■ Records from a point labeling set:
[Begin]
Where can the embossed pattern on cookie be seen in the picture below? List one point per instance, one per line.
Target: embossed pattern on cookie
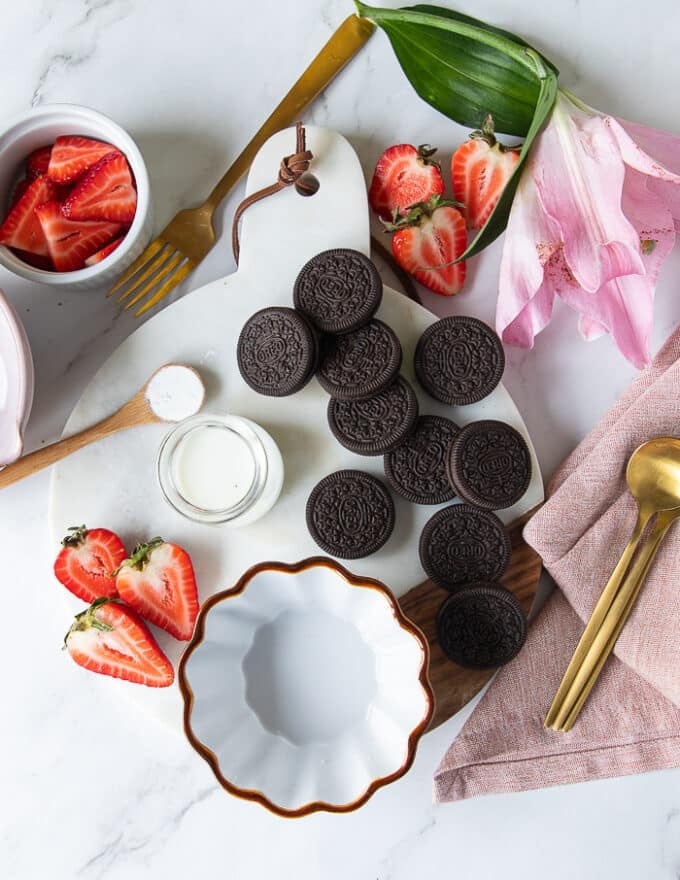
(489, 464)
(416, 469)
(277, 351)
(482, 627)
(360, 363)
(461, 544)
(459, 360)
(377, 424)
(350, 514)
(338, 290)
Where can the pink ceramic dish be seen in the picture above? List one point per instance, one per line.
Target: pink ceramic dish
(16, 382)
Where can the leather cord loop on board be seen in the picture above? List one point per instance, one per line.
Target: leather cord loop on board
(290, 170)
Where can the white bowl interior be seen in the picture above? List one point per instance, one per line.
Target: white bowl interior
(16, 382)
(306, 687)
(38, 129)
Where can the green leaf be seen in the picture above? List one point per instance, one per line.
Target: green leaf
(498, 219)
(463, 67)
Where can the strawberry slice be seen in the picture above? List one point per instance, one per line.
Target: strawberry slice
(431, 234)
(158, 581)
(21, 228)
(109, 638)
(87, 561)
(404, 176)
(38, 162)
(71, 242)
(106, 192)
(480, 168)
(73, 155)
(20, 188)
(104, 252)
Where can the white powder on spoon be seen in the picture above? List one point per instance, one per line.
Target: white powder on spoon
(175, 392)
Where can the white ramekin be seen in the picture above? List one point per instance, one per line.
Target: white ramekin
[End]
■ What to do: Copy out the lines of the data above word for word, starting at the line that contains "Where can the white ramekin" and ending with the last line of the data.

■ Problem solution:
Where can the white ramekin be seen in the picture above? List one point per instance, one per line.
Target: white ramekin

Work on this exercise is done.